_Exercise requirements_: Scan the entries below for the word "glass". Copy each line that has it.

_Source information_:
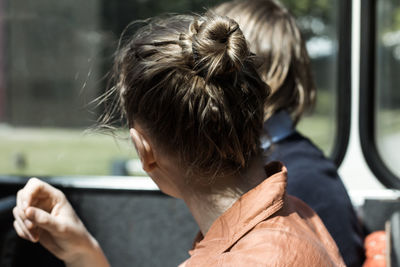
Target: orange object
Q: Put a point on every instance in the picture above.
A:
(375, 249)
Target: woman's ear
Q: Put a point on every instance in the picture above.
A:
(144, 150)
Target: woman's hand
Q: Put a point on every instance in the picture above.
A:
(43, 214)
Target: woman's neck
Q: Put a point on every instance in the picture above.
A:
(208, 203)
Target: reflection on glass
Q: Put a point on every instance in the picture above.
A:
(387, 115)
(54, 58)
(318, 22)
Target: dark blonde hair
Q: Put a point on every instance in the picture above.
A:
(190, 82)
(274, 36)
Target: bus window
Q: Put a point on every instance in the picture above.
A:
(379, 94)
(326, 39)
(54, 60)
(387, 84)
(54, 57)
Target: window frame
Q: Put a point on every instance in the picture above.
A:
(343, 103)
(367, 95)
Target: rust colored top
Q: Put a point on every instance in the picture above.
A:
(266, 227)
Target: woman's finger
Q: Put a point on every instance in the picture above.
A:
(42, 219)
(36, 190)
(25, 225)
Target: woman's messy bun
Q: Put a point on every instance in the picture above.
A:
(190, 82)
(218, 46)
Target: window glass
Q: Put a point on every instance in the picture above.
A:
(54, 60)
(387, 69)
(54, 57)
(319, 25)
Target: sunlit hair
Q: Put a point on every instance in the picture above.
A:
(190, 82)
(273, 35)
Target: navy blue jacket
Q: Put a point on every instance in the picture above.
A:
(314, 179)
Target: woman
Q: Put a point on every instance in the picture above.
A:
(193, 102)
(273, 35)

--

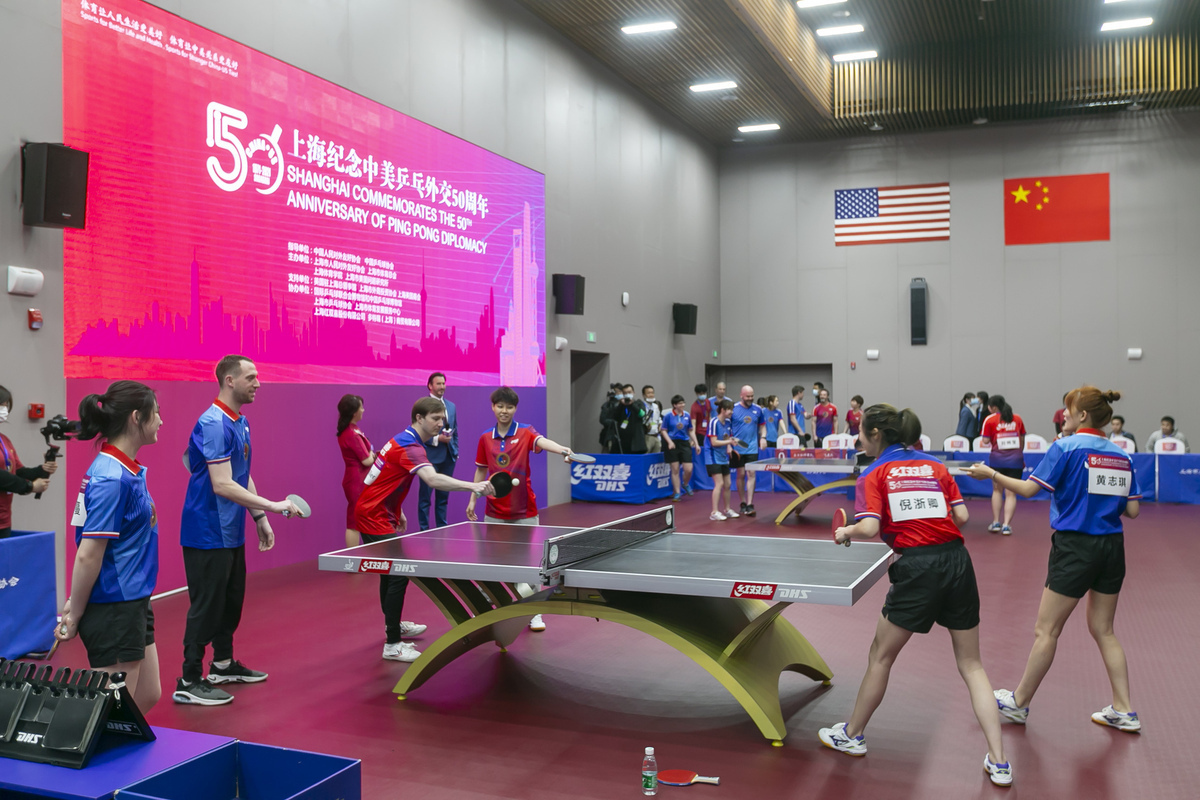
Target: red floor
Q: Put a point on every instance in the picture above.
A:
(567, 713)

_Task answer_:
Target: reflection on glass
Target: window glass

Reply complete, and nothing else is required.